Jawab pertanyaan berikut berdasarkan teks tentang arah waktu di bawah ini:
1. Dari hukum apa arah waktu pada dasarnya muncul?
2. Siapa penulis utama yang pernyataannya dikutip, dan apa posisinya?
3. Apa contoh bagian sistem berukuran kecil yang disebutkan?

• [TEKS HALAMAN]
──────
BAGIKAN
Credit: Aron Visuals

Bagaimana waktu berjalan dan terjadi di alam semesta? Para peneliti berupaya mendapatkan penjelasan tentang bagaimana tepatnya arah waktu muncul dari interaksi yang terjadi pada skala partikel dan sel. Meskipun bagaimana tepatnya ini sebenarnya terjadi, masih belum jelas.

Pada dasarnya, arah waktu muncul dari hukum kedua termodinamika. Jika entropi diasosiasikan dengan kekacauan, maka pernyataan hukum kedua termodinamika di dalam proses-proses alami cenderung bertambah ekivalen dengan menyatakan, kekacauan dari sistem dan lingkungan cenderung semakin besar.

Di mana pada skala mikroskopis dari sistem fisik cenderung meningkat secara acak, bergerak dari keteraturan menuju ketidakteraturan. Semakin tidak teratur suatu sistem, semakin sulit untuk menemukan jalan kembali ke keadaan teratur, dan semakin kuat arah waktunya.

Sederhananya, kecenderungan alami alam semesta untuk bergerak menuju keadaan kacau adalah alasan mendasar mengapa manusia menganggap waktu mengalir dalam satu arah yang konstan.

Singkatnya, kecenderungan alam semesta menuju ketidakteraturan adalah alasan mendasar mengapa kita mengalami waktu yang mengalir dalam satu arah.

“Dua pertanyaan yang diajukan tim kami adalah, jika kami melihat sistem tertentu, apakah kami dapat mengukur kekuatan arah waktunya, dan apakah kami dapat memilah bagaimana ia muncul dari skala mikro, di mana sel dan neuron berinteraksi, ke seluruh sistem?” kata Christopher Lynn, penulis utama dan rekan pascadoktoral di program ITS dalam sebuah pernyataan.

“Temuan kami memberikan langkah pertama menuju pemahaman bagaimana arah waktu yang kita alami dalam kehidupan sehari-hari muncul dari detail yang lebih mikroskopis ini.”

Untuk mulai menjawab pertanyaan-pertanyaan ini, para peneliti mengeksplorasi bagaimana arah waktu dapat diuraikan dengan mengamati bagian-bagian tertentu dari suatu sistem dan bagaimana semua itu saling berinteraksi.

Bagian-bagian dari sistem itu bisa berukuran lebih kecil. Misalnya, bisa berupa neuron yang berfungsi di dalam retina. Pada saat mata melihat satu keadaan, proses dari sistem penglihatan ini dapat menunjukkan bahwa arah waktu dapat dipecah menjadi bagian-bagian yang berbeda. Di mana hal tersebut dihasilkan oleh bagian-bagian yang bekerja baik secara mandiri, berpasangan, atau dalam konfigurasi yang lebih kompleks.
──────
Cuplikan dari sebuah dataset

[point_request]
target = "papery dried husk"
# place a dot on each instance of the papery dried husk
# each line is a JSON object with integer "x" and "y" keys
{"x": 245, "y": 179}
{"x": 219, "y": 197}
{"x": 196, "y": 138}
──────
• [JAWABAN TUGAS]
1. Hukum kedua termodinamika.
2. Christopher Lynn, rekan pascadoktoral di program ITS.
3. Neuron yang berfungsi di dalam retina.